(Stored items from a collection)
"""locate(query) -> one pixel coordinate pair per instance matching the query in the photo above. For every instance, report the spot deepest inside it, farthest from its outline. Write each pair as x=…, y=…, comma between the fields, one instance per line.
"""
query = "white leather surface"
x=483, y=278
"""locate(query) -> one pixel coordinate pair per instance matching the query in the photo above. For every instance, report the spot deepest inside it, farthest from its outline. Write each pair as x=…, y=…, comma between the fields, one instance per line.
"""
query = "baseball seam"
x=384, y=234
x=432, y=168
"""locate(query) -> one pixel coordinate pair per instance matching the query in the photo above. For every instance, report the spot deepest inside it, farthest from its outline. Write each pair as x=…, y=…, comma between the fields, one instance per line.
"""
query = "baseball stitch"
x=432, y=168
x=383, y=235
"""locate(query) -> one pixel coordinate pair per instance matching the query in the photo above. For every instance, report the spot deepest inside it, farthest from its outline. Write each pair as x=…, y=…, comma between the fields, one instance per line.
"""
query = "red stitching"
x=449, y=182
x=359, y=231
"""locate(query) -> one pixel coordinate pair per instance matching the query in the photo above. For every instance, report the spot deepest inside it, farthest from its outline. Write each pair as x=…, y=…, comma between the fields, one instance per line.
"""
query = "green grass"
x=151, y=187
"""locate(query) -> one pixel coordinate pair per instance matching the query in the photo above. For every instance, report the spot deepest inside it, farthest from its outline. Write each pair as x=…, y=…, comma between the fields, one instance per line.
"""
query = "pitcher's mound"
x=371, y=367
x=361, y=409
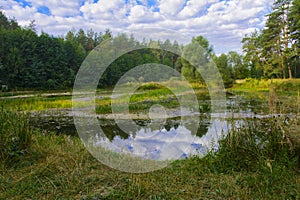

▶ [SET EXERCISE] Rewrite all of the rows above, replacing "photo" with "image" and keeping everything else the same. Leave the pictures out.

▶ [RESPONSE]
"""locate(query) -> one pixel coordinate pair per instance matching the query in the image above. For every instance, report the spot deepest inside it, farthest from its outline. Write each pair as x=…, y=…, comma between the fields, one instance per line.
"""
query = "white leather surface"
x=483, y=278
"""locate(query) -> one pixel coordinate pair per instance matching the query in the image above. For every instance, report the spot deepest inside it, farthest from its outline. Write each pair as x=…, y=…, comma between the fields, one instance per line.
"""
query = "baseball seam"
x=384, y=234
x=432, y=168
"""locate(query) -> one pixel coordinate pair per instance matching the query in the image above. For every instance, report the spot deepest inside it, farthest from its outline. Write each pair as x=…, y=…, comma between the fields, one instance per line.
"""
query = "baseball stitch"
x=432, y=168
x=383, y=235
"""locate(query) -> one pixel coordinate pair per instance matching the query in the image above. For every instance, report the spot deepest inside it, farthest from its outline. Write each pair as x=…, y=…, comma between the fields, one instance per line.
"""
query = "red stitching"
x=449, y=182
x=359, y=231
"""locate(query) -> one pixel coordinate pair per instance matching the query in the image above. For every instance, report the spot deepest inside it, farthest from its outline. Write each pair as x=…, y=…, comma between the fields, one instance per line.
"""
query = "green grass"
x=151, y=187
"""locate(query) -> one pixel coordinate pair per instance matching the query in the image above. For every instance, report the spot deepest inside it, farthest from its outline. Write each pair as x=…, y=…, comma between the fields, one instance per line.
"""
query = "pitcher's mound"
x=371, y=367
x=361, y=409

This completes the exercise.